_REQUIREMENT A_:
Answer these from the passage on heating and cooling fire apparatus, one line each:
(i) What voltage of AC current powers the air conditioning systems used in very hot climates?
(ii) What is the spray-on ceramic product Ferrara uses to keep cabs cool called?
(iii) How long can responses be in Canada?
_REQUIREMENT B_: Extract from the passage on heating and cooling fire apparatus everything from "Experts agree that" down to "corrosion to spawn.".

_SUPPLIED TEXT_:
>>>

In very hot climates, apparatus are often equipped with 120-volt AC current-powered air conditioning systems that are plugged in around the clock in the station and then powered by AC on the apparatus during responses. That way the medical supplies and other equipment in the cab are kept at a constant temperature and occupants are comfortable from the moment they get into the cab, Christiansen said. There are not many things that are user serviceable on those kinds of climate-controlled systems, but Christiansen said there are filters that should be changed routinely to keep the air fresh and the systems working efficiently. "They work like furnace filters," he said.
Ferrara also has done a lot with insulation to keep cabs cool and has found a spray-on ceramic product, called Lizard Skin, which has been found to shed heat well and has been effective on apparatus the company has shipped to Saudi Arabia.
On the extreme opposite end of the climate scale and even continental geography, Suche, who is in Manitoba, said cabs are warmed with auxiliary heaters. Pumps must also be kept warm with heater cores that take hot water from the engines and circulate it through the pump houses to prevent freezing, he said, adding that in those conditions the pump house must be completely sealed and enclosed to keep the heat in.
In Canada, where many of Suche's trucks are in service, the responses can be 50 to 80 miles. In that time, pumps can freeze solid and cause damage, or at the very least not work upon arrival. In those cases, the diesel engines may not generate sufficient heat to keep the engine at the appropriate operating temperature, and the cabs comfortable as well as the pump house, he said. Some apparatus have separate diesel-powered engines to produce supplemental heat for external uses, he said, noting that those apparatus need routine maintenance, like any mechanical equipment.
Experts agree that pumps requiring supplemental heat need more than just a heat-retaining pan on the bottom of the pump house, which does little more than catch the crud thrown up under the apparatus and provide a place for corrosion to spawn.

<<<

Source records
>>>

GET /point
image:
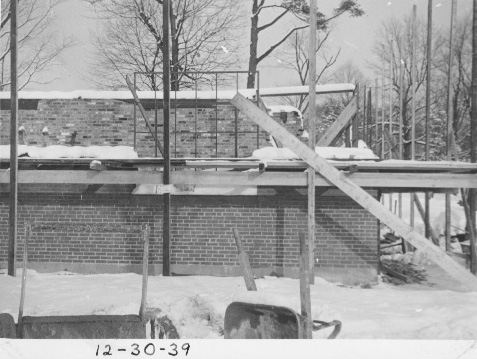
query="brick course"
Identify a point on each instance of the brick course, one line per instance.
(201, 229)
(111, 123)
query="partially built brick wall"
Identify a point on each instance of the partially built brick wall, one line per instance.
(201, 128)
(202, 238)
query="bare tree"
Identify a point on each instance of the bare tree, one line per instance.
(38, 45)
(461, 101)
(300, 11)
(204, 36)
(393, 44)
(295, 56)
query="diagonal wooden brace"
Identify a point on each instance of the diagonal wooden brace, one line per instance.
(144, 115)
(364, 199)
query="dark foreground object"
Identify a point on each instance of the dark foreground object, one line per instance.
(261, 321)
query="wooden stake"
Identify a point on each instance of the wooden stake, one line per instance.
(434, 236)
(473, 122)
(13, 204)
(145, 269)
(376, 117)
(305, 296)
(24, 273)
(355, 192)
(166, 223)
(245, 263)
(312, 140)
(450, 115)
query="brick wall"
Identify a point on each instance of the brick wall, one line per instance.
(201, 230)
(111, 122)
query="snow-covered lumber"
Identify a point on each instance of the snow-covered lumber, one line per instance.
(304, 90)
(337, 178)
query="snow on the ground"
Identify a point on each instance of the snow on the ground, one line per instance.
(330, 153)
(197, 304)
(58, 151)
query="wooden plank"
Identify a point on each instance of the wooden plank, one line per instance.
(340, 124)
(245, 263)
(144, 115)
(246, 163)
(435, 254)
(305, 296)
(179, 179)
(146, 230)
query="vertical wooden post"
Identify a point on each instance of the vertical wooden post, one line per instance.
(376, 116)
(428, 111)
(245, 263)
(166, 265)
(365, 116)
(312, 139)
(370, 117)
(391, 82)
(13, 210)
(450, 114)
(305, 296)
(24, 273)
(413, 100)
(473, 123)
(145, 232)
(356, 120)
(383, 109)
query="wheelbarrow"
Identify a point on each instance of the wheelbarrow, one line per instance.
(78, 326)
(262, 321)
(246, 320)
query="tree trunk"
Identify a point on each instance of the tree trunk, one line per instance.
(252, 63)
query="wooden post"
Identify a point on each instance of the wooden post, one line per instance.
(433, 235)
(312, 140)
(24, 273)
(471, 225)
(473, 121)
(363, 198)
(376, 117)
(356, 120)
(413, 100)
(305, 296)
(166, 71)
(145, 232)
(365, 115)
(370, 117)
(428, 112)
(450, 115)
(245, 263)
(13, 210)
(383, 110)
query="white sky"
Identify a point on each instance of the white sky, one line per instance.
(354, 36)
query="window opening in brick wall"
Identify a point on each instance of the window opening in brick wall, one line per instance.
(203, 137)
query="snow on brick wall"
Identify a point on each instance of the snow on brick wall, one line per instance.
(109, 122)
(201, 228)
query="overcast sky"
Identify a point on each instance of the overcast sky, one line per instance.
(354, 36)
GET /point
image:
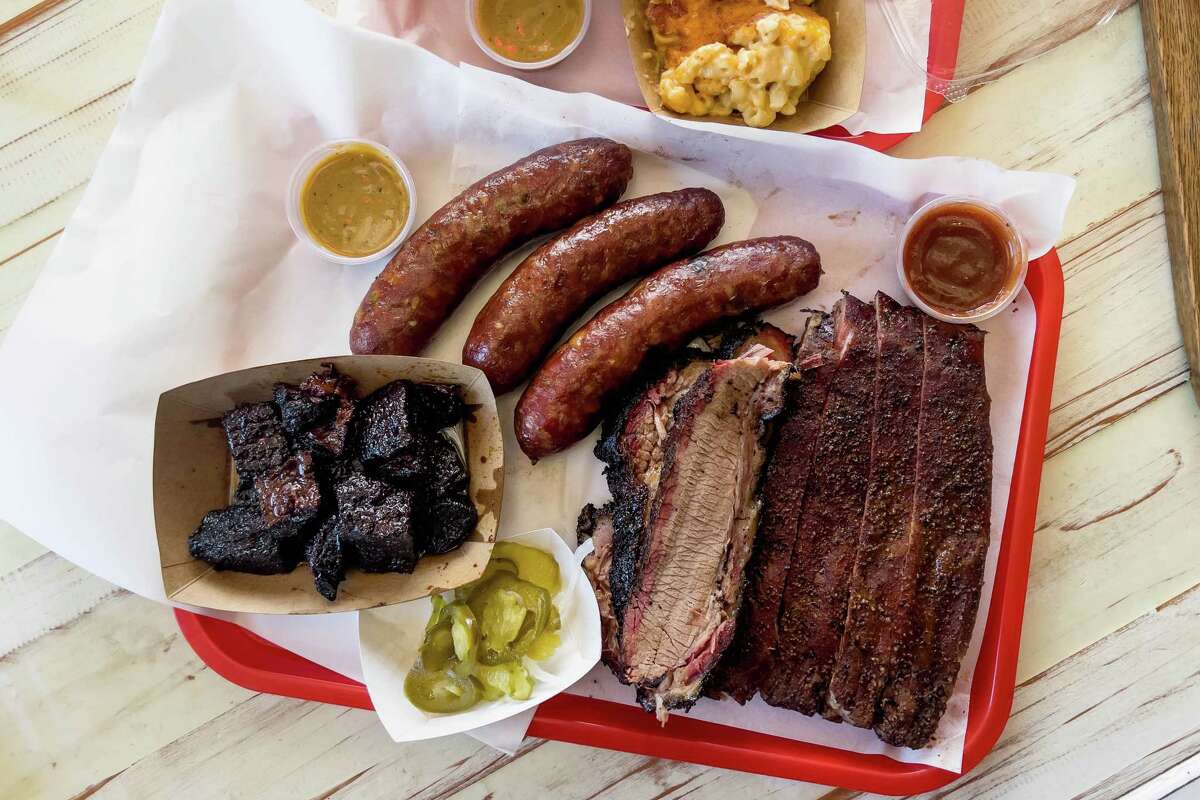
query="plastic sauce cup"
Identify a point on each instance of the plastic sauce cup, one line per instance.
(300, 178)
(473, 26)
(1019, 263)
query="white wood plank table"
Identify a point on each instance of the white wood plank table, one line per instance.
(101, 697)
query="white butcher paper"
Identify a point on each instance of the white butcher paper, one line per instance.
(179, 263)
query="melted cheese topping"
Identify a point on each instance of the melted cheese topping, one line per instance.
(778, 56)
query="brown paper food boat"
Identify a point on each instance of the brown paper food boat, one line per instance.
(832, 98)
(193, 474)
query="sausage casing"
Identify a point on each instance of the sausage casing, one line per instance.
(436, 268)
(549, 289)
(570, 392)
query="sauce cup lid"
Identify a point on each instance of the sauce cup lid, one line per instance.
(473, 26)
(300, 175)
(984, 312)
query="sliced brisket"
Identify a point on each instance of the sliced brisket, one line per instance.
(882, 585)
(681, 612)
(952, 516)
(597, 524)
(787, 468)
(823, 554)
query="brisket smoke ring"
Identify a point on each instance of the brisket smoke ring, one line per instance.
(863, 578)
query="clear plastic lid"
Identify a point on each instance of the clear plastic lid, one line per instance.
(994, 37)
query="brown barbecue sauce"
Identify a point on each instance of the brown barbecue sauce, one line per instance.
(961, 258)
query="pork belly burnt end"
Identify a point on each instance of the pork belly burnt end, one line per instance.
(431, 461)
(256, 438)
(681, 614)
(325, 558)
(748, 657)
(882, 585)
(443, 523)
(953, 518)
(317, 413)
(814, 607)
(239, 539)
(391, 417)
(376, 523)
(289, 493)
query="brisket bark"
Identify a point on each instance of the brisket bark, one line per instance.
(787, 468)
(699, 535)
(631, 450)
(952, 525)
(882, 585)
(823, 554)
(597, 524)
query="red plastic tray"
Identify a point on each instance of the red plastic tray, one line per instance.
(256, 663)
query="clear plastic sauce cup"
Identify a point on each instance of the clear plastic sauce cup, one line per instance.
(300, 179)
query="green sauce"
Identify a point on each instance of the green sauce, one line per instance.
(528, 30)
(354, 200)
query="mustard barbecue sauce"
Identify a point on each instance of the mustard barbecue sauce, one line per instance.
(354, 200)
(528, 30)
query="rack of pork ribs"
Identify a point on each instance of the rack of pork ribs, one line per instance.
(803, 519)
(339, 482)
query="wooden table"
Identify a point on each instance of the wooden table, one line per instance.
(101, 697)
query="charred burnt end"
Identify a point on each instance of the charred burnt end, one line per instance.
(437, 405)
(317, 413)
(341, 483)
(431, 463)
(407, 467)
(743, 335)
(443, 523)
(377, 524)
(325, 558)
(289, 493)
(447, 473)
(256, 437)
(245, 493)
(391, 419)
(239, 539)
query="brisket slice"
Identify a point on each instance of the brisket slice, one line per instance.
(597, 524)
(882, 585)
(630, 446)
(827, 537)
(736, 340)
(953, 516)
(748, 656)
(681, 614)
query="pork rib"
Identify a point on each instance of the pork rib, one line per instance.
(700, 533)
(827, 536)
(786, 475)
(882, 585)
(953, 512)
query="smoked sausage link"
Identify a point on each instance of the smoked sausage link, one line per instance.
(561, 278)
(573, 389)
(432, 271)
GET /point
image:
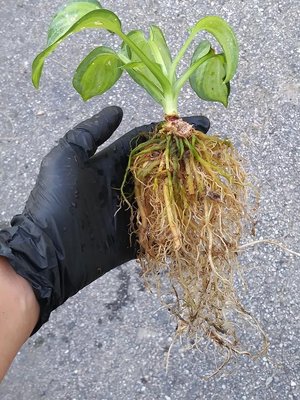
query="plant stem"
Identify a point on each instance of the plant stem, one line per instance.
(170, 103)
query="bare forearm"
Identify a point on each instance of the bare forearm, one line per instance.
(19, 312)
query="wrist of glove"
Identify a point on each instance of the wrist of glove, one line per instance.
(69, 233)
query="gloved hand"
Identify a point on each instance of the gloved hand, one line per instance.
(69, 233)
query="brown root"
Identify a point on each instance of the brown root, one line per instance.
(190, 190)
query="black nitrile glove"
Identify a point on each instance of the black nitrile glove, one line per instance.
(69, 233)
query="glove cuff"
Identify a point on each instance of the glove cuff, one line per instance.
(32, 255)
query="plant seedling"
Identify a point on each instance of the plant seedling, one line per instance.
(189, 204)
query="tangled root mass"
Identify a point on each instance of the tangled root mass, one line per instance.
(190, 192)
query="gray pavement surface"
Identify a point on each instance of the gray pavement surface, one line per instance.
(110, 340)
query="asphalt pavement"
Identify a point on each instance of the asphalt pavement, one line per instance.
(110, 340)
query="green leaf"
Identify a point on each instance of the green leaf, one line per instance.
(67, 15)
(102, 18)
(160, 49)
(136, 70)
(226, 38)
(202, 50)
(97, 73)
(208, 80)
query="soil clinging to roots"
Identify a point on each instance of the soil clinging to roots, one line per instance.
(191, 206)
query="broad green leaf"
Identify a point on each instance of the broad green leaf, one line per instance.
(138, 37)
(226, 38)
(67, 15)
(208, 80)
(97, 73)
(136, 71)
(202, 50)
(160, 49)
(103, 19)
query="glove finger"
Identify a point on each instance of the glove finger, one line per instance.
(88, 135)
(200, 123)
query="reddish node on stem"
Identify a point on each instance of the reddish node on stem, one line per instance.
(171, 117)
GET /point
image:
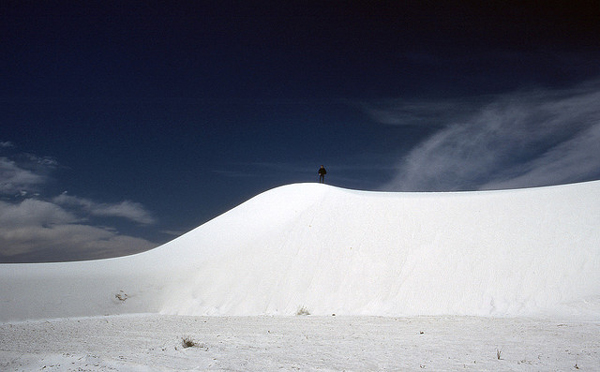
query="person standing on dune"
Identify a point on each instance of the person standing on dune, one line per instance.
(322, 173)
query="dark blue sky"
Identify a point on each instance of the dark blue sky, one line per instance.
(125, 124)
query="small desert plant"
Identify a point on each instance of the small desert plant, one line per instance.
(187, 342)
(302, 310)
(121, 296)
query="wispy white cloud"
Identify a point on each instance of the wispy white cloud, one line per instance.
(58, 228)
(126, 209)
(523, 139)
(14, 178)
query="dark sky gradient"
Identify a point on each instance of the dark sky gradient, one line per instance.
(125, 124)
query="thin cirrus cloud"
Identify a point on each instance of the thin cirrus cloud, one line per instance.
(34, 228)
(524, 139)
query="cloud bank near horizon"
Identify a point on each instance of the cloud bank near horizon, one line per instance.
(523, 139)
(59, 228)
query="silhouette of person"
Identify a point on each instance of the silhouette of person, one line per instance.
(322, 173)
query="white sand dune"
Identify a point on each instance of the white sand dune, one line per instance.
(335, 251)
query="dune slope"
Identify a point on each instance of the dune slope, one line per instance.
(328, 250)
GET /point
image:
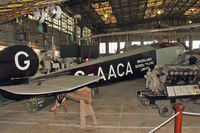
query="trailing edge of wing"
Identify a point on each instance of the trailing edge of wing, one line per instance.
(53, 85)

<<<

_REPLY A_:
(i) 120 volts
(ii) Lizard Skin
(iii) 50 to 80 miles

_REPLY B_:
Experts agree that pumps requiring supplemental heat need more than just a heat-retaining pan on the bottom of the pump house, which does little more than catch the crud thrown up under the apparatus and provide a place for corrosion to spawn.